**REQUIRED TASK:** Identify each line of the material below that contains the string "woman", and copy every such line in full.

**INPUT ROWS:**
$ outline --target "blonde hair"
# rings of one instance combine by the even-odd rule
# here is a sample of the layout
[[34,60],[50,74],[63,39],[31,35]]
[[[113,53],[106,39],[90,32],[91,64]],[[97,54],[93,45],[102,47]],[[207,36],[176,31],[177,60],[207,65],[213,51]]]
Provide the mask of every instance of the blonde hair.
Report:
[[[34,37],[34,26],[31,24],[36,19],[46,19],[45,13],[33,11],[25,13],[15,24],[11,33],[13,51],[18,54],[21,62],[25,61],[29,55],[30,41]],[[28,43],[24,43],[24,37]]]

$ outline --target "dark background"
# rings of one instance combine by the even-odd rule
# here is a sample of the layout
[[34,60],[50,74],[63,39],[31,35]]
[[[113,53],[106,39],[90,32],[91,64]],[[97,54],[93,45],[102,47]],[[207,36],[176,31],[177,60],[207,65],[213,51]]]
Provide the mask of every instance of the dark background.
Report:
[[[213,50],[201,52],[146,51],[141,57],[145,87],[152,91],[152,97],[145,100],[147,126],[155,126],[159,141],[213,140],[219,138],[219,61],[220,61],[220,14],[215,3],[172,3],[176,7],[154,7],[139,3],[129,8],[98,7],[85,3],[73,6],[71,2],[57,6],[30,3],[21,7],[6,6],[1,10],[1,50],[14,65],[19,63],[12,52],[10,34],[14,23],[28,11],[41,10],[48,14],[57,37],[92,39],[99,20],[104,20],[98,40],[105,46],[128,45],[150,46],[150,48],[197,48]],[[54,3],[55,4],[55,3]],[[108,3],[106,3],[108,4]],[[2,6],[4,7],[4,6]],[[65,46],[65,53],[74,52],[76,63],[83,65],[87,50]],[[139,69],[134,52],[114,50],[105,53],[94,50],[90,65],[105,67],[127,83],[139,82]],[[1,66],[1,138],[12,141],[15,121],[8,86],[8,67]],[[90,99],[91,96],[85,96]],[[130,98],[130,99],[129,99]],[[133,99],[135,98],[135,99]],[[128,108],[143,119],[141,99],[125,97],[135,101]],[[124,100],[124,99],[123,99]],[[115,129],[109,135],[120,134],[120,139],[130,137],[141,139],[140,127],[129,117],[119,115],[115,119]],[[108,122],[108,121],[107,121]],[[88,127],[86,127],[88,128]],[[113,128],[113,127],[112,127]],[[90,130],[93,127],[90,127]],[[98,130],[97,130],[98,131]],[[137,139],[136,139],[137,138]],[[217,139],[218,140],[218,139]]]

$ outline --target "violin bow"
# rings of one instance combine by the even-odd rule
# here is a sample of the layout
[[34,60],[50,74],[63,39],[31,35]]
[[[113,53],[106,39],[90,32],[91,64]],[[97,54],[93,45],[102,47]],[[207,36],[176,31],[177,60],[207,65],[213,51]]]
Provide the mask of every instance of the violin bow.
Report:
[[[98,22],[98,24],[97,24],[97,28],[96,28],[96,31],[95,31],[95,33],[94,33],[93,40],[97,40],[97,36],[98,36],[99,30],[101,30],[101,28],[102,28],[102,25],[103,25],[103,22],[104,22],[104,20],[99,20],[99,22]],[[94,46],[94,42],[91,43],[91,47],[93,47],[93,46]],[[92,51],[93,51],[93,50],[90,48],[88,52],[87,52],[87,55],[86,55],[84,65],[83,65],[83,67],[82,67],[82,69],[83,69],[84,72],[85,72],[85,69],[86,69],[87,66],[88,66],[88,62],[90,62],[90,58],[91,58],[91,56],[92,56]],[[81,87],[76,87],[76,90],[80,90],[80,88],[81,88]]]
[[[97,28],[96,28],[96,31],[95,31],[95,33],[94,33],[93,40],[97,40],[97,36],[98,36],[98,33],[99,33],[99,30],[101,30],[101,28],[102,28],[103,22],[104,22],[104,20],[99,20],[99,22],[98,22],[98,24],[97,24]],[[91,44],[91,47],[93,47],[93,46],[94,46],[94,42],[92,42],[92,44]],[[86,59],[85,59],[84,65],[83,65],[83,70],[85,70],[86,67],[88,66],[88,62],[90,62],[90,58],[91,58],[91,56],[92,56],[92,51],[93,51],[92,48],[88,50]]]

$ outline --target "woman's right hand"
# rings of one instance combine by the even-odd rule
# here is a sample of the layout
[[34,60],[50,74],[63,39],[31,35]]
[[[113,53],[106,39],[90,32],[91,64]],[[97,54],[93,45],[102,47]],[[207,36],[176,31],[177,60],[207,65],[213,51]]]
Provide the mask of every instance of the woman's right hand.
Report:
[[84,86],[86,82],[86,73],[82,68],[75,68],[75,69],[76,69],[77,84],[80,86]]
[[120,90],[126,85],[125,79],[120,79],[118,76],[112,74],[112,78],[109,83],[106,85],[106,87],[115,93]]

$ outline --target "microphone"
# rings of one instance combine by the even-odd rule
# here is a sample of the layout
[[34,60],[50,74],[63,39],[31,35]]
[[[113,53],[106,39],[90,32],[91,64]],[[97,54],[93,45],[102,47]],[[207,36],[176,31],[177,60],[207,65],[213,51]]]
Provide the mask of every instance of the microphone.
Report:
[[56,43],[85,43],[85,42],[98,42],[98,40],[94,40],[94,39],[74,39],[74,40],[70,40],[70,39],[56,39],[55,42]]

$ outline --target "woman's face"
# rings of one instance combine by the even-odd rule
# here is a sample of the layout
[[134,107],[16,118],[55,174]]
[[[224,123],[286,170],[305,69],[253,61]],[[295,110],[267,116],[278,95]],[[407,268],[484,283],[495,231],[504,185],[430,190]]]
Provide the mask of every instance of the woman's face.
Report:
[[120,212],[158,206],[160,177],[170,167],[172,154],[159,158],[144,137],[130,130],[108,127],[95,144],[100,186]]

**IN RESPONSE:**
$ outline --target "woman's right hand"
Provide the mask of every instance of the woman's right hand.
$ outline --target "woman's face"
Provide the mask of every instance of the woman's face.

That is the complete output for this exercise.